RECORDS SUPPLIED:
* Begin *

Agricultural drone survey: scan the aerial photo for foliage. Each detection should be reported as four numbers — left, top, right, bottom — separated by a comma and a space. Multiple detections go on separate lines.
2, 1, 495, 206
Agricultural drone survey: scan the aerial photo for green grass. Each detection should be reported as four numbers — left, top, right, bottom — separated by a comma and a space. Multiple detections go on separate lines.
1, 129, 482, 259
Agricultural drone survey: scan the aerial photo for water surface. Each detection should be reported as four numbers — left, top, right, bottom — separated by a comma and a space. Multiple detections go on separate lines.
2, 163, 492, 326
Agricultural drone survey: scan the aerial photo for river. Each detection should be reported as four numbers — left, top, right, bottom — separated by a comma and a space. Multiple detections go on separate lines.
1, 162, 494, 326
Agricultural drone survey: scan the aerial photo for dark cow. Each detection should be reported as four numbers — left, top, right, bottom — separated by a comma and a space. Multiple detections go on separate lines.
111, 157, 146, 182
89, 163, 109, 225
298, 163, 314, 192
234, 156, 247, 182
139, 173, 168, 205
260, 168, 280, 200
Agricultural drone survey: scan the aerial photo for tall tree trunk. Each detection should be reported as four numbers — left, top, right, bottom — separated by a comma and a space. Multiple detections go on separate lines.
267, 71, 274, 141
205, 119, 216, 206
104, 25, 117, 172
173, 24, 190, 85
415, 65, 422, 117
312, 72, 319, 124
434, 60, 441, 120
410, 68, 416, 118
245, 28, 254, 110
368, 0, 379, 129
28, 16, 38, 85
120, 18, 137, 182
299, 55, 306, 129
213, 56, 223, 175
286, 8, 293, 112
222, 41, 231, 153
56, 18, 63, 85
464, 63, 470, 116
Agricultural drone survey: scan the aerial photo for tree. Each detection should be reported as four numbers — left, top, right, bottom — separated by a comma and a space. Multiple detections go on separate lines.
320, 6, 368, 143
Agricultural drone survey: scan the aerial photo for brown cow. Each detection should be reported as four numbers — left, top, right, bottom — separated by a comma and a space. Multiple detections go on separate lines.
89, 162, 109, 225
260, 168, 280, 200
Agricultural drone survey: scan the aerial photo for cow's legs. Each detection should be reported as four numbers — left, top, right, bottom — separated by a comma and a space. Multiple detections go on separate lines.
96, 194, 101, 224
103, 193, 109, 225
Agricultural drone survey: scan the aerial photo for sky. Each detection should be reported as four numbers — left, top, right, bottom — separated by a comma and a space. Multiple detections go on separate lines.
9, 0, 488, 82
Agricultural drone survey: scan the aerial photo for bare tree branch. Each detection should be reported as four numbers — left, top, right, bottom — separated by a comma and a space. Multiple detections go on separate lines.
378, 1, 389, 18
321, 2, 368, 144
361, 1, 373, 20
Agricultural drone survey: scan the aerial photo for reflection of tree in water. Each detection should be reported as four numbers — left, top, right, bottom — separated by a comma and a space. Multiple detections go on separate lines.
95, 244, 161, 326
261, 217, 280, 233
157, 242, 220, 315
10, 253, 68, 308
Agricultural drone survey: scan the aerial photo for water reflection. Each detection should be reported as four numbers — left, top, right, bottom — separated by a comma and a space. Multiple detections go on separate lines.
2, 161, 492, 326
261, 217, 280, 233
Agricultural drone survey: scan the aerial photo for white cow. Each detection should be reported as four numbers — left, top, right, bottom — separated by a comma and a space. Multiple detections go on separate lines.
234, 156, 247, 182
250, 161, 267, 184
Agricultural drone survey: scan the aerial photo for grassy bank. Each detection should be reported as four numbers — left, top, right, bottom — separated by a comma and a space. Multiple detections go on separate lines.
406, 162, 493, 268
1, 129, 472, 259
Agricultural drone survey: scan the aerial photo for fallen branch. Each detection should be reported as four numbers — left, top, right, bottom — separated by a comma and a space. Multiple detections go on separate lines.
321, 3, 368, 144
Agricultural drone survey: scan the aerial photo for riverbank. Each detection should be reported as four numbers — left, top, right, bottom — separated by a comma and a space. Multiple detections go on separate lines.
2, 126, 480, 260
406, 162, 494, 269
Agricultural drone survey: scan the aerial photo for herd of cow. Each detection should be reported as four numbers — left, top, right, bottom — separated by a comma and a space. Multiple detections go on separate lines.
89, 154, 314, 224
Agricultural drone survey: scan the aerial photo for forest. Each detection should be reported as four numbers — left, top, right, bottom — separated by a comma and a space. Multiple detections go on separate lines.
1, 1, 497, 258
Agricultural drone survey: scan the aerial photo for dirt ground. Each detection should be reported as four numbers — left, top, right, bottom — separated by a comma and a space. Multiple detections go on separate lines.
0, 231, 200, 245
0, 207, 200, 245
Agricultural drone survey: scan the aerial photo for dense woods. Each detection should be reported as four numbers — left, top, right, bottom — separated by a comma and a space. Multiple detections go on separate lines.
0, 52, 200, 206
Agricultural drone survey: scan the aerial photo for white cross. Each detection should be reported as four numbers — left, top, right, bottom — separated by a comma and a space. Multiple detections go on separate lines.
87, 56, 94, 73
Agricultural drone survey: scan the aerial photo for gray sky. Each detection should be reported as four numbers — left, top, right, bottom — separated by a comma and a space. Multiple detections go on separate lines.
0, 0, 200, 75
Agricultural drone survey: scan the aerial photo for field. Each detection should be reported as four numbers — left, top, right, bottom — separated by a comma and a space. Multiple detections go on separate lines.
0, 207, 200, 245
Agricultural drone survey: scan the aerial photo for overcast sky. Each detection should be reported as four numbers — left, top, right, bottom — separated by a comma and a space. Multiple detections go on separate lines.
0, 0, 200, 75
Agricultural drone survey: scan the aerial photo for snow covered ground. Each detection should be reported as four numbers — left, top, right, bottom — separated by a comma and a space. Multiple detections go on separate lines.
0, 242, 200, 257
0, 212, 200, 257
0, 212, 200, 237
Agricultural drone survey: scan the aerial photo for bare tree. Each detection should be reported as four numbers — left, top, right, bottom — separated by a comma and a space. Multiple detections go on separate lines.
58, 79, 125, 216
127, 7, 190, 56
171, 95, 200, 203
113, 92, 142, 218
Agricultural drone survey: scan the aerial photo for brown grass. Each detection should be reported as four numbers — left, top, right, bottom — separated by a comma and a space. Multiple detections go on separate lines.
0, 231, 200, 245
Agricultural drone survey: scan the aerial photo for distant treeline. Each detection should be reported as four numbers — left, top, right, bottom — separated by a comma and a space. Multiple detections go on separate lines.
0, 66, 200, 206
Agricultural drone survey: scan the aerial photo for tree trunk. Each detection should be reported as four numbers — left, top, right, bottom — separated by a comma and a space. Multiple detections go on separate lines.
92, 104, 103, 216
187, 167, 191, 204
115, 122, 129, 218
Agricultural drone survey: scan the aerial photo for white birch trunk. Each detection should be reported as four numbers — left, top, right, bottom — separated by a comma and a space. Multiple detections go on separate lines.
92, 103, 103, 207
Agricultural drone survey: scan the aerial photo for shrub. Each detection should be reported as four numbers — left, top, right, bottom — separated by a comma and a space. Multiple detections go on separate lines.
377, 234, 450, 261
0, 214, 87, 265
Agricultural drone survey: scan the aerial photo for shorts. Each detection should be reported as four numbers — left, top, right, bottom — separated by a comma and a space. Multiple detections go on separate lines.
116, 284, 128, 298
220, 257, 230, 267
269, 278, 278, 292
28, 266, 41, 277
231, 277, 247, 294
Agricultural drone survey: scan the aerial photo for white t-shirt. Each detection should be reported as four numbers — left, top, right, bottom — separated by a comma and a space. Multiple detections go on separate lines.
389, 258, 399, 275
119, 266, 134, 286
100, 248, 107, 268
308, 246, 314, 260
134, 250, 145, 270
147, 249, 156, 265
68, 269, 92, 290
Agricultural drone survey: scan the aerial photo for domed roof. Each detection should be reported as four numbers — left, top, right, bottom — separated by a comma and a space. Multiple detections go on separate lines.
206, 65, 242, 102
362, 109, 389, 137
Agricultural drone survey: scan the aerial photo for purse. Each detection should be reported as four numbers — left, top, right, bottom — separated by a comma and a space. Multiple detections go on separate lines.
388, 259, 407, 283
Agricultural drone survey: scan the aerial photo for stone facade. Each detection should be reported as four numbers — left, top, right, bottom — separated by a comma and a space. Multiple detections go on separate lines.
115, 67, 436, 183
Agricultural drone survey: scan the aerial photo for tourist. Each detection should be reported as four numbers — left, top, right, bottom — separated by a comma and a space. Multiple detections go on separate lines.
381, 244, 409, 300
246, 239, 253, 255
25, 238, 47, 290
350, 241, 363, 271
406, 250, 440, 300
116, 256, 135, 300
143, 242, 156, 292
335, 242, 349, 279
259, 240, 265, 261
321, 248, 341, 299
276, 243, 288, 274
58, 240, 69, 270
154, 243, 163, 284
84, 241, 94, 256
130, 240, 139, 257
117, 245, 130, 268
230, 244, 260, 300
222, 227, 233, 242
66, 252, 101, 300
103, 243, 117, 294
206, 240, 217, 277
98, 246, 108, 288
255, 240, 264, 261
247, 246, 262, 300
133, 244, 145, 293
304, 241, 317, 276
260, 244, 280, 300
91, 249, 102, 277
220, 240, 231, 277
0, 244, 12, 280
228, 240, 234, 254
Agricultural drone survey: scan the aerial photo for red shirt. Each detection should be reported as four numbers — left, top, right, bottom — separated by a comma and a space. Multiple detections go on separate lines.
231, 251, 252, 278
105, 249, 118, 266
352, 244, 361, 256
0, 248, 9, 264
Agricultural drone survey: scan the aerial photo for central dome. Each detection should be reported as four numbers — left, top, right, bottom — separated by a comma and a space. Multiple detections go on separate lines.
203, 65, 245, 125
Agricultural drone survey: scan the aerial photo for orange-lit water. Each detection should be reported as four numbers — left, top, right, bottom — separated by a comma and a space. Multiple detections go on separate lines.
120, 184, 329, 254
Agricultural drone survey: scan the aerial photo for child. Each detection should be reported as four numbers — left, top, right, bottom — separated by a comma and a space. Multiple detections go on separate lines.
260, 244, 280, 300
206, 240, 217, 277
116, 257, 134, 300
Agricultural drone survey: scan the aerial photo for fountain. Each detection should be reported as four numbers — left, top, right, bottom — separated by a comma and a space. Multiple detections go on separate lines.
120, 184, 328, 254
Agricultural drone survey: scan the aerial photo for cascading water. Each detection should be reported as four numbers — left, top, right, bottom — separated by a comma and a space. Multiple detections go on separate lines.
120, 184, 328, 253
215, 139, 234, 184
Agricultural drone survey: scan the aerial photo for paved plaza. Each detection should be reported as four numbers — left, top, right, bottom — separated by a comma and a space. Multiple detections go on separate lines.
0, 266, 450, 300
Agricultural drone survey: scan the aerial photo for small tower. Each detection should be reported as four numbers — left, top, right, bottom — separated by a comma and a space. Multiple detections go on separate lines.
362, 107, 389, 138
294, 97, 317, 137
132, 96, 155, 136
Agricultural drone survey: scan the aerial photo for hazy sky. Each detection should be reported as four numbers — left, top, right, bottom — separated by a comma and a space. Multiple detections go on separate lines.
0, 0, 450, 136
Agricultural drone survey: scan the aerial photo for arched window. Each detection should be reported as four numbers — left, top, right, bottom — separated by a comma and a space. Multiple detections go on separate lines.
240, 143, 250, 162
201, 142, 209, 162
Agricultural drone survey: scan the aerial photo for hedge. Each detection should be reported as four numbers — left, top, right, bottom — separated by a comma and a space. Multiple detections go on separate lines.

* End *

Swap "Multiple" for "Several" in the lines from the one containing "Agricultural drone survey: scan the aerial photo for bare tree." to the one containing "0, 214, 87, 265", leaving everything else unchanged. Return only those lines.

FINISHED ANSWER:
Agricultural drone survey: scan the aerial photo for bare tree. Each detection should be reported as four numbers — left, top, right, bottom — separated by a comma and a space. Several detections go on separate lines.
58, 79, 125, 216
127, 7, 190, 56
171, 95, 200, 203
113, 92, 142, 218
Agricultural drone survey: scan the aerial photo for brown grass. Each detection should be reported as four numbers — left, top, right, bottom — separated by a comma and a space. Several detections go on separate lines.
0, 231, 200, 245
Agricultural drone survey: scan the aerial photo for distant treeline. Each detection should be reported as four numbers — left, top, right, bottom — separated by a comma and a space. Several detections go on separate lines.
0, 66, 200, 206
Agricultural drone survey: scan the aerial photo for tree trunk. Each detection should be reported as four numbers — left, top, right, bottom — separated by a comma and a space. Several detections go on separate lines.
92, 104, 103, 216
187, 167, 191, 204
115, 122, 129, 218
Agricultural drone survey: scan the aerial photo for white birch trunk. Each detection should be reported as four numbers — left, top, right, bottom — separated by a comma and a space. Several detections go on separate lines.
92, 103, 103, 207
Agricultural drone survey: scan the aerial photo for shrub. Each detection should be reported as four numbers — left, top, right, bottom — separated by a comma and a space. Several detections go on separate lines.
377, 234, 450, 261
0, 214, 87, 265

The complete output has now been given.